*Tasks for this exercise*.
a: Output everything in the malicious prosecution excerpt from "The judge acknowledged" down to "and attorneys’ fees.", copying the wording without any change.
b: Recast the paragraph of the malicious prosecution excerpt that begins "The judge acknowledged" as a short list that keeps its main facts.

Further, the judge said there was evidence “from which the jury could conclude that Christie charged Rountree with obstruction of justice not in the interest of seeing justice done, but to excuse or justify his tackling of Rountree and causing him serious injury.”
Compensatory damages
Remittitur requires more than finding a jury award to be excessive simply because it was less than what a judge would have awarded, Martin wrote. The award must be “so great as to shock the conscience of the court and to create the impression that the jury has been motivated by passion, corruption, or prejudice, or has misconceived or misconstrued the facts or the law, or … the award [must be] so out of proportion to the injuries suffered so as to suggest it is not the product of a fair and impartial decision.”
Citing a 2019 decision from the Norfolk Circuit Court, Martin wrote that “no matter how a circuit court judge dresses up his conclusion on remittitur, it will seem arbitrary to someone. Stingy, no doubt, to the plaintiff, and probably still excessive to the defendant.”
The judge acknowledged the many ways a malicious prosecution can cause significant damages, such as arrest, incarceration, loss of property and income, loss of work or clients and attorneys’ fees.

[Point-per-instance localization data]
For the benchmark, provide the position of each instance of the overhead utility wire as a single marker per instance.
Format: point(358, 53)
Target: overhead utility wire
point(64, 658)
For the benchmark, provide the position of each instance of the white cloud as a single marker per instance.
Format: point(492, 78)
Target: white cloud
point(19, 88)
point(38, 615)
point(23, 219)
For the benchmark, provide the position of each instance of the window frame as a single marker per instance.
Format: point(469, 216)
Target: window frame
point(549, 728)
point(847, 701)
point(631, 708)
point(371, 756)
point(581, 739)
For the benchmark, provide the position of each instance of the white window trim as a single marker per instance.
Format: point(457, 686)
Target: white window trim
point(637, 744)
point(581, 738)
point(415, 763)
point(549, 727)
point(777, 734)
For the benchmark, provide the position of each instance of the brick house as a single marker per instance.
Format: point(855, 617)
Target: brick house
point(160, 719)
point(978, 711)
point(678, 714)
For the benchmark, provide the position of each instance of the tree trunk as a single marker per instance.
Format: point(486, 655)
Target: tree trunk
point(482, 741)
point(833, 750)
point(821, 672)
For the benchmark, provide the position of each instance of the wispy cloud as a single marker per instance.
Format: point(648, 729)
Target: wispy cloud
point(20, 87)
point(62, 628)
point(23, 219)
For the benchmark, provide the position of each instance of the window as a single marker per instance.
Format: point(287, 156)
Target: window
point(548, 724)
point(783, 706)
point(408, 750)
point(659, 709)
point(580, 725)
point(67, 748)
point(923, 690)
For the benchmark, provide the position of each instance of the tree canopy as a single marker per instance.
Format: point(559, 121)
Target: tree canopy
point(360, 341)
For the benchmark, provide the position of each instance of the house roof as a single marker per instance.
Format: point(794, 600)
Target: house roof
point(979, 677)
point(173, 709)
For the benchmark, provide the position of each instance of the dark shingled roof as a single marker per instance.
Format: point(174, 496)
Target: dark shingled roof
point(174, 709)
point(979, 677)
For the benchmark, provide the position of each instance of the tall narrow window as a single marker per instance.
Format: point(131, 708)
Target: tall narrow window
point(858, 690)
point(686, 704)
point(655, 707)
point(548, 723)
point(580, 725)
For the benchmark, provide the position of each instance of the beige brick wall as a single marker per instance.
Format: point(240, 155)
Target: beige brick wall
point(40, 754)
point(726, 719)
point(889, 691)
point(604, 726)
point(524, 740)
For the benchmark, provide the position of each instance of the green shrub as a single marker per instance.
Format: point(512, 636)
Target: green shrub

*Solutions by task*.
a:
The judge acknowledged the many ways a malicious prosecution can cause significant damages, such as arrest, incarceration, loss of property and income, loss of work or clients and attorneys’ fees.

b:
The judge acknowledged that a malicious prosecution can cause significant damages in many ways, such as:
- arrest
- incarceration
- loss of property and income
- loss of work or clients
- attorneys' fees